Problem description:
Decide whether each of the following statements agrees with the commentary on the San Bernardino attack, answering yes or no and quoting the exact words from the commentary that settle it. (a) The male killer was born in the United States. (b) The attackers released propaganda statements after the attack. (c) The commentary expects gun sales to fall.

Excerpted text:
>> Start

Is it just me? Does this attack in San Bernardino hit you differently?

It is different from the other domestic mass shootings. It is also different from the “for-sure” terrorist attacks we’ve seen overseas in Paris and Mali.

This one is excessively chilling for what it portends. This could change a lot of things for Americans.

A word of caution: we don’t know the full extent of the investigation yet.

But initial media and intelligence reports bring me these reactions.

This feels like 9/11; not the style of attack, but the jolt or surprise, like being t-boned by a car you never saw at an intersection.

San Bernardino has a similar shock reaction to the Twin Towers. “Flying two planes into the World Trade Center!?”

The San Bernardino attack is similar but maybe more ominous:

  • It hit an intimate setting: the workplace; a workplace that seemed to have an abundance of camaraderie. What’s next? Going into individual homes?
  • It targeted innocent people, not political or social icons.
  • There were no propaganda statements or even claims during or after the attacks.
  • The killers seemed poised for this attack – and maybe more attacks. There is a chance they just flipped out and got angry about something else and blew their cover as jihadists.
  • The male killer was born here.
  • The attackers were living what appeared to be the American dream. In addition, the male killer had a full-time, good paying job working in local government – for five years.

And that is the scariest point.

Usually when someone is radicalized most people – friends and family — are not surprised. This was different.

And if this is a trend, then we are in for some major psychological and social changes here.

  • We will become leery of public places even more so now.
  • We will become suspicious of fellow workers, family members, and new friends – especially if they are not of the same color and creed.

And who can blame us? At the expense of sounding like a right-wing paranoid, I get it. I favor a pluralistic society with different races and religions. But I am not ready to have my family and close friends gunned down innocently.

What will we see more of?

  • Stepped-up surveillances of everyone in the US
  • A lack of concern for refugees and victims of the wars in the Middle East.
  • Turning away talented entrepreneurs who might bring new technologies and innovations here.
  • Increased gun sales here.

What won’t change is the silly rhetoric from both political parties.

  • Already we have seen the GOP block access to guns for suspected terrorists. Sadly, the GOP is run by NRA money. I am no lefty wanting to take away the nation’s guns; far from it. But I would like to make sure military style weapons are restricted from people who shouldn’t have them and don’t need them.

>> End

[Rows from a dataset]
>> Start

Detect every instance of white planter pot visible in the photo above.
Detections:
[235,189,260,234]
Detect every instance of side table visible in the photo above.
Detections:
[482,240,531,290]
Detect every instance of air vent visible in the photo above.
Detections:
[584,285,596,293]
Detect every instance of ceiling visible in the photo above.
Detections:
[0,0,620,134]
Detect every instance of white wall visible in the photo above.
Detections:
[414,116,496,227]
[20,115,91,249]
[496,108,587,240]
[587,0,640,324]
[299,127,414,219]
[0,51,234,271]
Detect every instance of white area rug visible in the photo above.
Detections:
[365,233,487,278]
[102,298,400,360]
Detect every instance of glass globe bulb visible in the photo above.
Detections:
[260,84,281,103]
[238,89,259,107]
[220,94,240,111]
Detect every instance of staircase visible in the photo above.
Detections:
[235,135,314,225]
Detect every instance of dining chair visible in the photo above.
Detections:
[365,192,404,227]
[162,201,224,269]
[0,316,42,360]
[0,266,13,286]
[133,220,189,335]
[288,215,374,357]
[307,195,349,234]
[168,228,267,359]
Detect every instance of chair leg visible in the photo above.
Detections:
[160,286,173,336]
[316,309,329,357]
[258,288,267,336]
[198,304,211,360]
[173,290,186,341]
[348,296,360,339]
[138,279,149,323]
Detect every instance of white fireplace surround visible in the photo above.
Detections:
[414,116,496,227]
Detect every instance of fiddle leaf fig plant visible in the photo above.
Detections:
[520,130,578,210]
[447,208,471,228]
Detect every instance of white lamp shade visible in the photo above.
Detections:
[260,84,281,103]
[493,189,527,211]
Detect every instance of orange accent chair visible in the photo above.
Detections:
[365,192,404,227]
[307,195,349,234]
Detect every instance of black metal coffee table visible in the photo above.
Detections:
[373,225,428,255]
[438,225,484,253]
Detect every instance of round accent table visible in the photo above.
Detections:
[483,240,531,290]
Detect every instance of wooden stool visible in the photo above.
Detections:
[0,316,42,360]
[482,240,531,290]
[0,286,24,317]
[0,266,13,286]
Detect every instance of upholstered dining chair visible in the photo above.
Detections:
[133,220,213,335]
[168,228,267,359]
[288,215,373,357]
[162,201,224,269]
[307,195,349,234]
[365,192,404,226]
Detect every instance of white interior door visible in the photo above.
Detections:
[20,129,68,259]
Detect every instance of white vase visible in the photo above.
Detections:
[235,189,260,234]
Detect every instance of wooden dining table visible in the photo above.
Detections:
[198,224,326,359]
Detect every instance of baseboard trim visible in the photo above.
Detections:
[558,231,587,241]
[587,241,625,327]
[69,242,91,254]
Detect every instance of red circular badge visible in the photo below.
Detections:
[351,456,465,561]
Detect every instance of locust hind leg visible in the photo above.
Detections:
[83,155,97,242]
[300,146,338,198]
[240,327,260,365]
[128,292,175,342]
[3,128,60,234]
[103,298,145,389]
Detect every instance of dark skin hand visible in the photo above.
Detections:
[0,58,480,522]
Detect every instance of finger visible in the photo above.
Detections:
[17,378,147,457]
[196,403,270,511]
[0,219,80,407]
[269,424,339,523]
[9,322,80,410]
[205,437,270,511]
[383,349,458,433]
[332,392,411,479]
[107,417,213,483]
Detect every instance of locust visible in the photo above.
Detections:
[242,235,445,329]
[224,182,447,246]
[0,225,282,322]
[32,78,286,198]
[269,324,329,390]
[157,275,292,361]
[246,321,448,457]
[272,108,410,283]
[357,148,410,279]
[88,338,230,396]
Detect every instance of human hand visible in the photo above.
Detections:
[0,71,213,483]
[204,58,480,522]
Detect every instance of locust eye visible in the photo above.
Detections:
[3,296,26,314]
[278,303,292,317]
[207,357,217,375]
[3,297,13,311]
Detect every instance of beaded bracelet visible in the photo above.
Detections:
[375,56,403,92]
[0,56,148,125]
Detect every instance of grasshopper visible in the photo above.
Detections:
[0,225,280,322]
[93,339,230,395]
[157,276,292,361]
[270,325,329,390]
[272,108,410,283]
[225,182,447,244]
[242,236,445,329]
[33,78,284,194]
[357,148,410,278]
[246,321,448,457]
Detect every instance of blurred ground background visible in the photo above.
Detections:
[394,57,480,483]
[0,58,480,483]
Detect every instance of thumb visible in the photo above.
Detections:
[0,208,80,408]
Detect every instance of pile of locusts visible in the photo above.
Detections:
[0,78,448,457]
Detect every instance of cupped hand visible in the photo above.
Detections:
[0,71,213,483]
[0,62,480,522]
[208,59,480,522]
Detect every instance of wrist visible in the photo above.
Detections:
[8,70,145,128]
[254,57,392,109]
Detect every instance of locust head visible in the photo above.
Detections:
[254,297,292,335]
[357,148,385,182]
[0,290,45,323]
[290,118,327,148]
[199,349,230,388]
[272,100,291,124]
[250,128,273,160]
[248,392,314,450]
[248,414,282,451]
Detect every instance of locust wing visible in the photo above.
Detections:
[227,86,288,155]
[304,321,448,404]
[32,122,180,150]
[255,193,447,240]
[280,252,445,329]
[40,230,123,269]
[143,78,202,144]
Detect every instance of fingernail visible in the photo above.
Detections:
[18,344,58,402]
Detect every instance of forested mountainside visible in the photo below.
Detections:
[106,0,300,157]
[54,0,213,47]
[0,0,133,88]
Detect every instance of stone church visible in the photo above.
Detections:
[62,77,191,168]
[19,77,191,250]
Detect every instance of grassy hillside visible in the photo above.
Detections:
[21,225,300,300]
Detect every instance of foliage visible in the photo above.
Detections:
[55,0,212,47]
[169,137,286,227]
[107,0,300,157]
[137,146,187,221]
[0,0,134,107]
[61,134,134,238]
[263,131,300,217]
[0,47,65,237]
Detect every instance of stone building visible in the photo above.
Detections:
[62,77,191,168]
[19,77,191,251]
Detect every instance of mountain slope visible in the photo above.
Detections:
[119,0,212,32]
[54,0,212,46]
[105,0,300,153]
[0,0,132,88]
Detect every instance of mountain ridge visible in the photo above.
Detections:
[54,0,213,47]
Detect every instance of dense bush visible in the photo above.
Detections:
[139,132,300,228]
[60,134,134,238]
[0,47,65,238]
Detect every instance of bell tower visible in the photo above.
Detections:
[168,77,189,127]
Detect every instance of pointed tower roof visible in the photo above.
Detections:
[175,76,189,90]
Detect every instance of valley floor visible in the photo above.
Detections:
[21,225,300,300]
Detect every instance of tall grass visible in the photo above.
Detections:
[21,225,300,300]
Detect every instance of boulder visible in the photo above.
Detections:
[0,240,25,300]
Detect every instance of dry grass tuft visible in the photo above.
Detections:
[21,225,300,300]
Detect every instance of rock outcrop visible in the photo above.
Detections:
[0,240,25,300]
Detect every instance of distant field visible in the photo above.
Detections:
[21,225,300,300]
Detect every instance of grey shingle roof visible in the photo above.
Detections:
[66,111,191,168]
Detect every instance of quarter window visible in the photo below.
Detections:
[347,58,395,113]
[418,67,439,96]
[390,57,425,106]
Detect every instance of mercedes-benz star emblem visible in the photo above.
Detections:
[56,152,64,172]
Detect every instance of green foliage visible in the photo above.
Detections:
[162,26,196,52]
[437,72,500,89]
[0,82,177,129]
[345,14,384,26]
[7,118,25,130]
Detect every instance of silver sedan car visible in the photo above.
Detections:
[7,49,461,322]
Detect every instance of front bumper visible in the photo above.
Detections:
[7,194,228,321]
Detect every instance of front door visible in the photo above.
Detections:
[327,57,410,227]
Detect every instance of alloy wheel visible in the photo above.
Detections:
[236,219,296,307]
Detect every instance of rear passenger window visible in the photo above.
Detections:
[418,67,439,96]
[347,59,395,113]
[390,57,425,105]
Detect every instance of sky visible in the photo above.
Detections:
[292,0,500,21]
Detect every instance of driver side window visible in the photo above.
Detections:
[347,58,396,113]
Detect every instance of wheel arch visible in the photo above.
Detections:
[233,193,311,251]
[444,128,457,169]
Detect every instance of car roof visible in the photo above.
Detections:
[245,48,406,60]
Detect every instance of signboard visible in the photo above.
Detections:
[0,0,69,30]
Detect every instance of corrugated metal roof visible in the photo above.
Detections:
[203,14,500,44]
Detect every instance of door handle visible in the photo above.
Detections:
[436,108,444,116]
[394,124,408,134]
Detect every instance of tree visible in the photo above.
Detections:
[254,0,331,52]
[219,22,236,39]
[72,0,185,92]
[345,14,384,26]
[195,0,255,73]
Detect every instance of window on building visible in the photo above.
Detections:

>> End

Correct result:
(a) Yes: "The male killer was born here."
(b) No: "There were no propaganda statements or even claims during or after the attacks."
(c) No: "Increased gun sales here."